-- Start DOCUMENT SECTION --

Re: [PATCH 7/7] drm/xe: Check for GuC responses on disabling scheduling

Intel-XE Archive on lore.kernel.org
 help / color / mirror / Atom feed

From: Matthew Brost <matthew.brost@intel.com>
To: Stuart Summers <stuart.summers@intel.com>
Cc: <intel-xe@lists.freedesktop.org>
Subject: Re: [PATCH 7/7] drm/xe: Check for GuC responses on disabling scheduling
Date: Fri, 3 Oct 2025 11:54:08 -0700	[thread overview]
Message-ID: <aOAb0JnFULgND3ad@lstrano-desk.jf.intel.com> (raw)
In-Reply-To: <20251002230444.313505-8-stuart.summers@intel.com>

On Thu, Oct 02, 2025 at 11:04:44PM +0000, Stuart Summers wrote:
> In the event the GuC becomes unresponsive during a scheduling
> disable event, we still want the driver to be able to recover.
> This patch follows the same methodology we already have in place
> for TLB invalidation requests, where we send a request to GuC
> and wait for that invalidation done response. If the response
> doesn't come back in time we then at least print a message
> indicating the invalidation failed for some reason.
> 
> In this case, we send the schedule disable and the expectation
> is that GuC will respond with a schedule done response. The KMD
> then catches that response and in turn sends a context deregistration
> response. So in the event GuC becomes unresponsive after we send
> the schedule disable, we actually have two g2h responses that
> have been reserved but never received.

-- End DOCUMENT SECTION --

**TO DO:**
Please copy the passage of the GuC patch reply that begins with the words containing "Intel-XE Archive on" and ends with "able to recover.". The rows that come next are not needed for anything here.

-- Start DATA SHOWN --

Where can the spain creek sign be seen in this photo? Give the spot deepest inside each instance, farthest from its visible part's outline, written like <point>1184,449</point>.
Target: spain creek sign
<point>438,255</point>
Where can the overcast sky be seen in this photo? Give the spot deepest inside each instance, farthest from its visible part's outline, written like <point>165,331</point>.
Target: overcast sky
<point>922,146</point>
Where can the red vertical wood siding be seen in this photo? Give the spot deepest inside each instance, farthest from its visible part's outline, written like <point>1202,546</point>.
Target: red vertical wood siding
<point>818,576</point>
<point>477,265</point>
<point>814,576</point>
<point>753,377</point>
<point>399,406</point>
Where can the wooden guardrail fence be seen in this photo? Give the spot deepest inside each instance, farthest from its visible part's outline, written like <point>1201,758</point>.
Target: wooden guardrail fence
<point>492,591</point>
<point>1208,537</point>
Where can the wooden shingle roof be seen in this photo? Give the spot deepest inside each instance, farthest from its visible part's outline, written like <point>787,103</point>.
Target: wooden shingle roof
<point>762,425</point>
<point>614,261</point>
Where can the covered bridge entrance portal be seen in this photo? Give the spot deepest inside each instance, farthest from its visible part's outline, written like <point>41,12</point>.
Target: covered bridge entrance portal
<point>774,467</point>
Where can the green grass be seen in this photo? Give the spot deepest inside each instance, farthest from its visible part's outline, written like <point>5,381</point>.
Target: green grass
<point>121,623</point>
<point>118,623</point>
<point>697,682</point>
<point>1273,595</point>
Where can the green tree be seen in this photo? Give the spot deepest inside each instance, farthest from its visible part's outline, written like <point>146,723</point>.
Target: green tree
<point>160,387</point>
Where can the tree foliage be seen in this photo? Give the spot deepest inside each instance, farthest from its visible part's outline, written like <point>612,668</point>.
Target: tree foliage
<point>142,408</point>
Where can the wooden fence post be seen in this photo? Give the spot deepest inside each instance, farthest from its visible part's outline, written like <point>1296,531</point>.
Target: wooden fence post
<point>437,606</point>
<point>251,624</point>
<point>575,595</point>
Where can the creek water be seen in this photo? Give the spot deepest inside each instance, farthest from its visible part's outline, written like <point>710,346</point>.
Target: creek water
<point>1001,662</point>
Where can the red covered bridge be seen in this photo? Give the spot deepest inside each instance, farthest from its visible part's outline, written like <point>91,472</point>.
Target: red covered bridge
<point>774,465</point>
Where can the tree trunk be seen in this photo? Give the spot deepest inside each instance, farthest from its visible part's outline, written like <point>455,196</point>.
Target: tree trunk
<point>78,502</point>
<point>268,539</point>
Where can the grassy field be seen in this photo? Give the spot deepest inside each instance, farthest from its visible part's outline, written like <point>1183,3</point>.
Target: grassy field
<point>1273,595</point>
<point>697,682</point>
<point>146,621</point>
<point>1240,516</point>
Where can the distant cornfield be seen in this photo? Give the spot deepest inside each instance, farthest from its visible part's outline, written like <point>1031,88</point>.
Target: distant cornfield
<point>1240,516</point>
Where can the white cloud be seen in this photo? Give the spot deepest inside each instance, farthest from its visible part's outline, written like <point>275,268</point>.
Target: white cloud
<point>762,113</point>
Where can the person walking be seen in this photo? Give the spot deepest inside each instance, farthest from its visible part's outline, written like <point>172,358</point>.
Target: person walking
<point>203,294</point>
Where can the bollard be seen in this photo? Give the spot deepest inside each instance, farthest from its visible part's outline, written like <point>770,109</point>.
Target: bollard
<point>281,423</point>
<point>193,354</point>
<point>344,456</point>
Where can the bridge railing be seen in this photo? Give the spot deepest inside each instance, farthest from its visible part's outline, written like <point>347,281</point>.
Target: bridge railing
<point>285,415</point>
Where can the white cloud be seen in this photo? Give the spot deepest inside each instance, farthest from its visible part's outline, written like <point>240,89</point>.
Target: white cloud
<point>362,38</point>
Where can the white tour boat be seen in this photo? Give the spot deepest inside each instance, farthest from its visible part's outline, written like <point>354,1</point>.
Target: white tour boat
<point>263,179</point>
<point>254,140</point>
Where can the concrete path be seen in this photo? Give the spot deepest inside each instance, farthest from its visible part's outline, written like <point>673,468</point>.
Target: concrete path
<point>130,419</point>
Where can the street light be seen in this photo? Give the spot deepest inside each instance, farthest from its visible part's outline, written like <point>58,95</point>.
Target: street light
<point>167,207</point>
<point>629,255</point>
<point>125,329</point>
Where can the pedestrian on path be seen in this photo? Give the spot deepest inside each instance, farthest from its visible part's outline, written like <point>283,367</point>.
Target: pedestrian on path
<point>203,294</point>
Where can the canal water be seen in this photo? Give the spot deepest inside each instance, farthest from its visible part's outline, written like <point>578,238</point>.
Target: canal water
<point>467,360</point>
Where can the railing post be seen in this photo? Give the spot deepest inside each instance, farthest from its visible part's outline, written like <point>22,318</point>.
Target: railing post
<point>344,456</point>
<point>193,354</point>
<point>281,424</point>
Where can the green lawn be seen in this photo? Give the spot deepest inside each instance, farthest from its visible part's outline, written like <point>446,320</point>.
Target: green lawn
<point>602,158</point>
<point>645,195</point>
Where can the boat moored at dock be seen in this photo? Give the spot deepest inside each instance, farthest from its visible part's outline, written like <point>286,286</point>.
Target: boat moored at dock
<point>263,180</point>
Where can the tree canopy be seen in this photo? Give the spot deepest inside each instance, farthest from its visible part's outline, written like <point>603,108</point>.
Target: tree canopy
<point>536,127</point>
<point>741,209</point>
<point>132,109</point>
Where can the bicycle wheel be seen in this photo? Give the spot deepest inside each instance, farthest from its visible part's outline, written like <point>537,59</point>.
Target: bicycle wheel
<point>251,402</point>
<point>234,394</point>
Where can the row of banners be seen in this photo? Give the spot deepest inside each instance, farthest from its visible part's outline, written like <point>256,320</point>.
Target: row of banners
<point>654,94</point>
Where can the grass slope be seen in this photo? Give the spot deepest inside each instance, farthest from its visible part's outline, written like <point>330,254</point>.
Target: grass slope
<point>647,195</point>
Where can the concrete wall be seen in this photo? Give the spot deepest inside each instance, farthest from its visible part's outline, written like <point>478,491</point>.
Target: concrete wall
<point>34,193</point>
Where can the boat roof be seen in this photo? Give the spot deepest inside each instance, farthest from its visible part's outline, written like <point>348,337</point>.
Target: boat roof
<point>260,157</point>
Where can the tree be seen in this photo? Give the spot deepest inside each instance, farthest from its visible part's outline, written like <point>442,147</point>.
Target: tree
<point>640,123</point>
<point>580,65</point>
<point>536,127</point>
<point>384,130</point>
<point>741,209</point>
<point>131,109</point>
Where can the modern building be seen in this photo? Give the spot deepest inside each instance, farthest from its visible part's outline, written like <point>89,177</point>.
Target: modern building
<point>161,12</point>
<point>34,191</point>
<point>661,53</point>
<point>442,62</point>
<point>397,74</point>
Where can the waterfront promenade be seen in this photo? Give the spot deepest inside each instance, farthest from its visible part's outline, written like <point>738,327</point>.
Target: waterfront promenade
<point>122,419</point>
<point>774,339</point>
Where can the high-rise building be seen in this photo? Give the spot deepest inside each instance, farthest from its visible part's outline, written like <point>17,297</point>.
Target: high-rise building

-- End DATA SHOWN --

**RESULT FOR THIS EXERCISE:**
Intel-XE Archive on lore.kernel.org
 help / color / mirror / Atom feed

From: Matthew Brost <matthew.brost@intel.com>
To: Stuart Summers <stuart.summers@intel.com>
Cc: <intel-xe@lists.freedesktop.org>
Subject: Re: [PATCH 7/7] drm/xe: Check for GuC responses on disabling scheduling
Date: Fri, 3 Oct 2025 11:54:08 -0700	[thread overview]
Message-ID: <aOAb0JnFULgND3ad@lstrano-desk.jf.intel.com> (raw)
In-Reply-To: <20251002230444.313505-8-stuart.summers@intel.com>

On Thu, Oct 02, 2025 at 11:04:44PM +0000, Stuart Summers wrote:
> In the event the GuC becomes unresponsive during a scheduling
> disable event, we still want the driver to be able to recover.